> **WORK ORDER**
Where "then" appears in a line of the entries below, that line should be copied.

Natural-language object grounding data
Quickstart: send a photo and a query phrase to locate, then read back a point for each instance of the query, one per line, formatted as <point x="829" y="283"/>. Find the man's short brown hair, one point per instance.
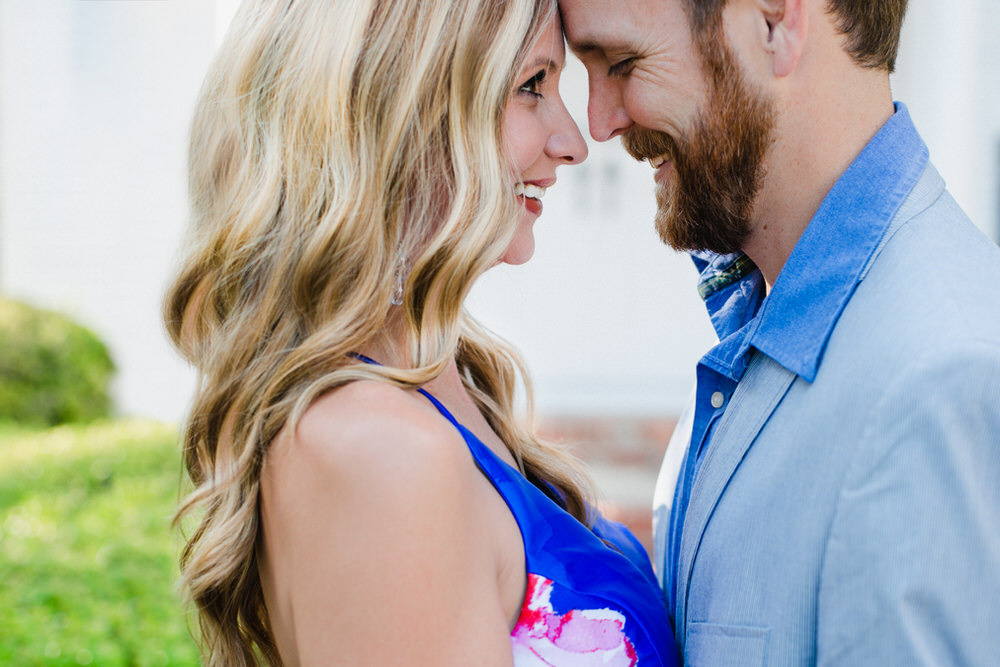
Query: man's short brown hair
<point x="871" y="27"/>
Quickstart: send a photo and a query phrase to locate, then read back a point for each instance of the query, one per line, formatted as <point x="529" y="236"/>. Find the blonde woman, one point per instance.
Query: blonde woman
<point x="364" y="491"/>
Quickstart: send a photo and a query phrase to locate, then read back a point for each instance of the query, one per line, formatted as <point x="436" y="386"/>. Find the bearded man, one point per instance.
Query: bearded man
<point x="832" y="493"/>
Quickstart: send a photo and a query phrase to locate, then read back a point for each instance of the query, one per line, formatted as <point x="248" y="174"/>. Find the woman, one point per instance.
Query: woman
<point x="364" y="491"/>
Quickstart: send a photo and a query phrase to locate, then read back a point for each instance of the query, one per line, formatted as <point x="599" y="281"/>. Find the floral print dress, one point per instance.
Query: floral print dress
<point x="592" y="597"/>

> **OUTPUT BELOW**
Quickstart: send a photo and a query phrase to locate, then read back a point for each instance of the query, one per line, formatted as <point x="829" y="283"/>. Find the man's short brown hair, one point per instance.
Quickstart: send a photo and a query phrase to locate, then read back a point for each instance of the query, one per line, formatted as <point x="529" y="236"/>. Find the blonde woman, one point per instance.
Quickstart: send a photo and a query phrase to locate, then read back a point for each instance of the query, one per line, formatted as <point x="436" y="386"/>. Find the bearded man, one point per instance.
Quickstart: send a photo and a query phrase to locate, then read back a point for each instance of the query, one per line, formatted as <point x="248" y="174"/>. Find the woman, one point per instance.
Quickstart: send a photo and a query phrase to locate, then read back a point for each instance of the query, one per line, formatted as <point x="599" y="281"/>. Find the floral print dress, one point per instance.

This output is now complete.